▸ Request:
Retype, word for word, every line starting at the line with "Phrase -- light fixture on wall" and ending with the final line of the entries; skip the pictures.

-- Start Records shown --

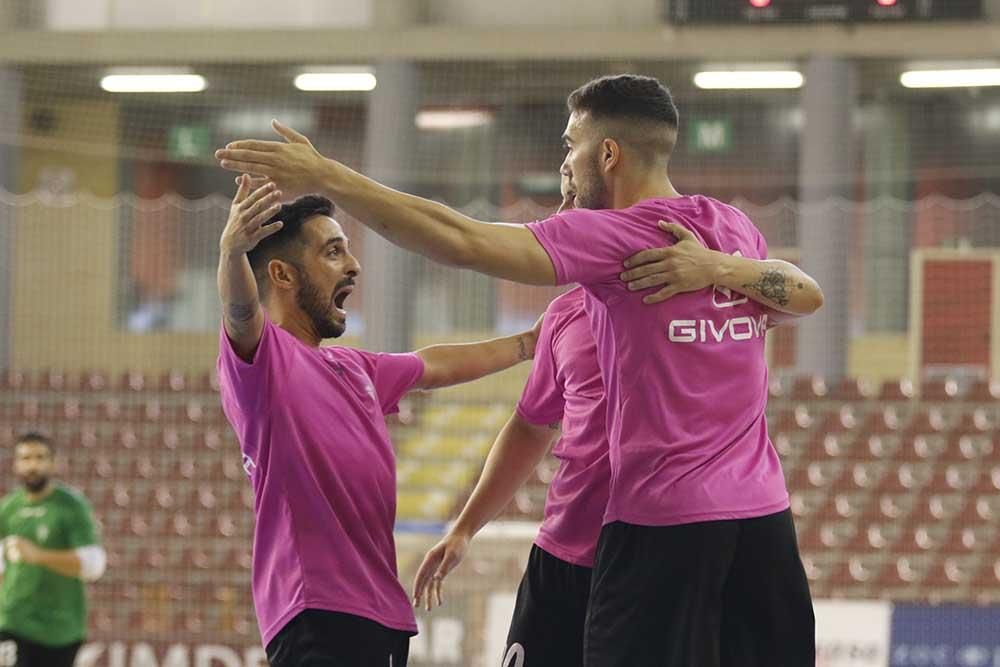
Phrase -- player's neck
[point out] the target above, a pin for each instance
(295, 322)
(631, 193)
(41, 494)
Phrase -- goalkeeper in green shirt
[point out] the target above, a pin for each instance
(50, 548)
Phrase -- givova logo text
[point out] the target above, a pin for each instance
(707, 331)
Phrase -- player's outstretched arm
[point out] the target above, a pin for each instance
(87, 563)
(420, 225)
(241, 312)
(446, 365)
(515, 454)
(688, 266)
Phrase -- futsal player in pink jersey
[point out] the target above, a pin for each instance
(697, 564)
(311, 425)
(564, 391)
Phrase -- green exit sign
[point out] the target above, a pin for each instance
(189, 142)
(710, 135)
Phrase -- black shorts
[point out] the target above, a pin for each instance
(713, 594)
(319, 638)
(551, 608)
(18, 652)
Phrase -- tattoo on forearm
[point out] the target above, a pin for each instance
(522, 349)
(240, 313)
(773, 285)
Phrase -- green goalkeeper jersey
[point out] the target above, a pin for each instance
(36, 603)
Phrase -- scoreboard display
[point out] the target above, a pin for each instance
(820, 11)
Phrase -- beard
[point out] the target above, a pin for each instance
(591, 192)
(319, 308)
(34, 483)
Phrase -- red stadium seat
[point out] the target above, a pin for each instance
(865, 569)
(13, 380)
(886, 420)
(988, 507)
(173, 381)
(873, 475)
(931, 536)
(929, 420)
(808, 388)
(885, 446)
(805, 502)
(94, 381)
(927, 447)
(134, 381)
(946, 506)
(977, 420)
(55, 379)
(914, 476)
(939, 389)
(896, 390)
(883, 535)
(984, 391)
(822, 474)
(853, 389)
(851, 504)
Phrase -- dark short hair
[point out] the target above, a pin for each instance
(34, 436)
(626, 96)
(287, 243)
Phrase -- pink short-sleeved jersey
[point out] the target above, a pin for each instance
(686, 379)
(565, 387)
(310, 422)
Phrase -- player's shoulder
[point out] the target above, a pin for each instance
(356, 358)
(11, 500)
(565, 308)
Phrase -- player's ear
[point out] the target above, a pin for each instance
(611, 153)
(282, 275)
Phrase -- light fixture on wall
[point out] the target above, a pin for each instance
(337, 79)
(453, 119)
(977, 77)
(147, 80)
(738, 79)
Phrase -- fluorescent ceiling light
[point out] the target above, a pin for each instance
(152, 81)
(951, 78)
(336, 80)
(748, 80)
(453, 119)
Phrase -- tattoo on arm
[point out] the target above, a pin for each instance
(522, 349)
(238, 314)
(772, 285)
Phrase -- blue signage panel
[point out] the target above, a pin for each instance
(945, 636)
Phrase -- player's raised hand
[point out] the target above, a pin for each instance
(294, 164)
(438, 562)
(247, 215)
(686, 266)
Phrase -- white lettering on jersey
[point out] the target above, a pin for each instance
(707, 331)
(722, 297)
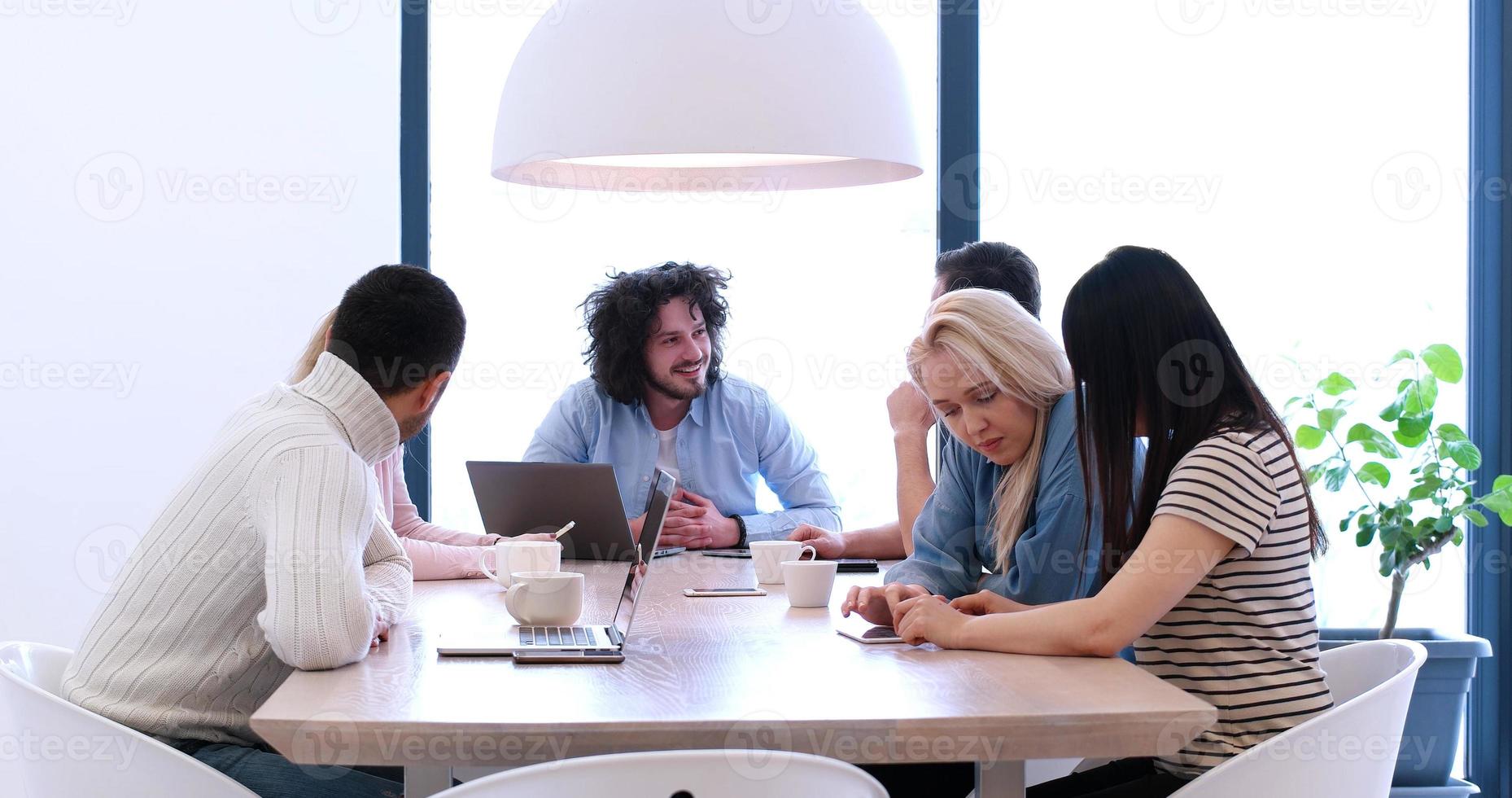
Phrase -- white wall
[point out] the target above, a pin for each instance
(147, 292)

-- End Records shown --

▸ The answer:
Phrase -- light fixture on wall
[point out] the target above, a pin for each instance
(337, 79)
(453, 119)
(977, 77)
(147, 80)
(738, 79)
Phrase -- fluorescent ceiling light
[point out] the target above, a pin for each instance
(152, 81)
(951, 78)
(336, 80)
(748, 80)
(453, 119)
Phrase -- tattoo on arm
[point out] the target above, a pin for each instance
(522, 349)
(238, 314)
(772, 285)
Phrase -- blue signage panel
[point out] the target above, a pin for each instance
(945, 636)
Phrase -- player's raised hand
[point out] the target above, a pin for each instance
(294, 164)
(438, 562)
(247, 215)
(686, 266)
Phrase -- white lettering on jersey
[point out] the target above, a pin for each instance
(707, 331)
(722, 297)
Phrase -- white wall
[point out] the target above, a pin for each instance
(147, 292)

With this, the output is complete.